● **Problem description**
Type out the records again, exactly as they are.

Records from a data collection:
%%

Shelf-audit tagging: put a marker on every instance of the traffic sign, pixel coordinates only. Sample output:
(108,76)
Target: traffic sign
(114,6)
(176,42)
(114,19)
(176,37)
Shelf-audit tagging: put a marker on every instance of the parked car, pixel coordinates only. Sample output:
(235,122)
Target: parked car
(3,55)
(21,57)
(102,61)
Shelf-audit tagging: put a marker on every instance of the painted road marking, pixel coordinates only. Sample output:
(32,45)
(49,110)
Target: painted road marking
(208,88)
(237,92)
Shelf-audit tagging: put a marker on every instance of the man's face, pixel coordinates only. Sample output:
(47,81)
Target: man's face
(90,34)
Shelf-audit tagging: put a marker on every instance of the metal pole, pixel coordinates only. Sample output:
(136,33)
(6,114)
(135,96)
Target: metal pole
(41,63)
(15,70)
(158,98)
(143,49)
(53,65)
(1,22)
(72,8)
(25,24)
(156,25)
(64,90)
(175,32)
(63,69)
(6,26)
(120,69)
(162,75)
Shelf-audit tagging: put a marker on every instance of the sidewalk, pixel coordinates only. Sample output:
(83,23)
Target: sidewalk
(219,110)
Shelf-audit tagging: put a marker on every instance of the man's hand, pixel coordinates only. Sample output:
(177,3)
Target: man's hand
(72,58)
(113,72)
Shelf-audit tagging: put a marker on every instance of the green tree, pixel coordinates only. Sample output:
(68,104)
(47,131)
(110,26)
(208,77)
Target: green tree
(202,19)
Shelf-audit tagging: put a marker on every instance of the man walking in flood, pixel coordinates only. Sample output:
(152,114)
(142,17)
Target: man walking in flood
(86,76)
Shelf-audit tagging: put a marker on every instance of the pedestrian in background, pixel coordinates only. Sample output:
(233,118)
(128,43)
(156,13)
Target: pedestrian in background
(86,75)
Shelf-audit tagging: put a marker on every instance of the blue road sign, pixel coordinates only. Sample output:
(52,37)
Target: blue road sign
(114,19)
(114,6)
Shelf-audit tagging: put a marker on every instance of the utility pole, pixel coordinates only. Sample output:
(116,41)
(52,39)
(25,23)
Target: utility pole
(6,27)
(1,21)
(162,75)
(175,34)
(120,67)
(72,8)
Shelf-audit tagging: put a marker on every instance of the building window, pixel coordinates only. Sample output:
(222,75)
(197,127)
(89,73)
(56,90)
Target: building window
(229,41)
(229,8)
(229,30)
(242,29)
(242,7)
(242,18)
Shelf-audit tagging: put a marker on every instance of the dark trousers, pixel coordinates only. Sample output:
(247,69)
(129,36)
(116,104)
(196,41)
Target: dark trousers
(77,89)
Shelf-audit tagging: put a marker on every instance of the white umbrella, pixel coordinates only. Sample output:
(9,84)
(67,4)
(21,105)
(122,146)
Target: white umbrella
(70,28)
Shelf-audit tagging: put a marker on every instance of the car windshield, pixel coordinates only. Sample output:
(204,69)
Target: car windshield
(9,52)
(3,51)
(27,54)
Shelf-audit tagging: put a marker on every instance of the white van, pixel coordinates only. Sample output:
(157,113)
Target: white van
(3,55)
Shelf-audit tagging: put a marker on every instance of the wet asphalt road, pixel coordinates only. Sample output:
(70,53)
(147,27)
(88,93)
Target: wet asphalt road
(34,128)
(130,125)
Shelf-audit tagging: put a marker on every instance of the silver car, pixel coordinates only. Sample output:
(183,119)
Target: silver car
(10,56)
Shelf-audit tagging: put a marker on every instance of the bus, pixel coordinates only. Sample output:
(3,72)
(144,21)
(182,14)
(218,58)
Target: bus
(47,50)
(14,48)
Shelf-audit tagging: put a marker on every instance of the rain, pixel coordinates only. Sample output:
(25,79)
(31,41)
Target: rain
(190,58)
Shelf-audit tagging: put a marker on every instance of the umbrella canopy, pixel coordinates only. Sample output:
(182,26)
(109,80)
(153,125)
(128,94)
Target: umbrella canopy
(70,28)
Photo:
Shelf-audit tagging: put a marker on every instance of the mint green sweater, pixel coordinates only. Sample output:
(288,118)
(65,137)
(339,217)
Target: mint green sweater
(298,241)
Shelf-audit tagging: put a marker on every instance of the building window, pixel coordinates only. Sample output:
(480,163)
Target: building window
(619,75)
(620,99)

%%

● **Solution to this problem**
Shelf-audit tagging: put a marker on every instance of the traffic sign, pixel coordinates only. Sample output:
(108,76)
Target: traffic sign
(114,6)
(176,42)
(114,19)
(176,37)
Shelf-audit tagging: put a marker on every instance of the parked car, pixel coordinates only. Sample output:
(235,122)
Target: parked car
(3,55)
(21,57)
(102,61)
Shelf-audit tagging: put a marker on every instance of the painted road marking, pixel coordinates only. Sample output:
(32,45)
(49,110)
Target: painted road marking
(208,88)
(237,92)
Shelf-audit tagging: put a marker on every instance of the man's face, pixel coordinates only. Sample output:
(47,81)
Target: man's face
(90,34)
Shelf-audit tagging: put a marker on every instance of the metal pole, pixel coordinates only. Sample output:
(136,33)
(6,114)
(135,96)
Target: metal pole
(41,63)
(15,70)
(158,98)
(143,49)
(53,65)
(1,22)
(72,8)
(25,24)
(156,25)
(64,90)
(175,32)
(63,69)
(6,26)
(120,69)
(162,75)
Shelf-audit tagging: put a marker on every instance of the sidewalk, pixel coordinates only. Sample output:
(83,23)
Target: sidewalk
(219,110)
Shelf-audit tagging: put a marker on every instance of the man's hand, pixel coordinates only. Sample output:
(177,3)
Target: man's hand
(72,58)
(113,72)
Shelf-audit tagging: put a marker on every instance of the green tree, pixel coordinates only. Sample output:
(68,104)
(47,131)
(110,26)
(208,77)
Target: green tree
(202,19)
Shelf-audit tagging: put a marker on every instance of the man walking in flood, pixel coordinates only. Sample output:
(152,114)
(142,17)
Target: man walking in flood
(86,76)
Shelf-audit tagging: put a marker on every instance of the pedestrian in background, pixel coordinates only. Sample output:
(233,118)
(128,43)
(156,13)
Target: pedestrian in background
(86,75)
Shelf-audit tagging: put a marker on every instance of the blue road sign, pixel coordinates only. Sample output:
(52,37)
Target: blue road sign
(114,19)
(114,6)
Shelf-audit tagging: put a marker on every instance of the utility pole, pixel coordinates only. Sample output:
(116,41)
(52,39)
(25,23)
Target: utility pole
(6,27)
(1,21)
(162,75)
(175,34)
(120,67)
(72,8)
Shelf-audit tagging: put a marker on every instance of the building window, pixel coordinates only. Sample output:
(222,75)
(197,127)
(89,73)
(56,90)
Target: building window
(229,41)
(229,8)
(229,30)
(242,29)
(242,7)
(242,18)
Shelf-audit tagging: put a marker on every instance of the dark trousers, pixel coordinates only. Sample output:
(247,69)
(129,36)
(116,104)
(196,41)
Target: dark trousers
(77,89)
Shelf-audit tagging: put a marker on every instance of the white umbrella, pixel coordinates only. Sample output:
(9,84)
(67,4)
(21,105)
(122,146)
Target: white umbrella
(70,28)
Shelf-audit tagging: put a marker on every instance of the car windshield, pixel coordinates only. Sample output:
(204,69)
Target: car windshield
(9,52)
(3,51)
(27,54)
Shelf-audit tagging: put a marker on every instance of the white van, pixel coordinates only. Sample output:
(157,113)
Target: white van
(3,55)
Shelf-audit tagging: put a marker on every instance of the wet asphalt road, pixel coordinates only. Sample output:
(70,53)
(147,27)
(88,93)
Target: wet asphalt road
(34,128)
(130,125)
Shelf-audit tagging: put a marker on every instance of the silver car, pixel coordinates only. Sample output:
(183,119)
Target: silver car
(10,56)
Shelf-audit tagging: put a marker on every instance of the bus, pixel coordinates only. Sample output:
(3,72)
(144,21)
(182,14)
(218,58)
Target: bus
(47,50)
(14,48)
Shelf-audit tagging: put a marker on every instance of the rain, pixel coordinates only. Sample output:
(25,79)
(31,41)
Target: rain
(190,58)
Shelf-audit tagging: put a marker on every instance of the umbrella canopy, pixel coordinates only. Sample output:
(182,26)
(109,80)
(153,125)
(128,94)
Target: umbrella canopy
(70,28)
Photo:
Shelf-audit tagging: put a marker on every instance of the mint green sweater, pixel coordinates only. Sample output:
(288,118)
(65,137)
(339,217)
Target: mint green sweater
(298,241)
Shelf-audit tagging: put a marker on every instance of the building window, pixel coordinates only. Sample output:
(480,163)
Target: building window
(619,75)
(620,99)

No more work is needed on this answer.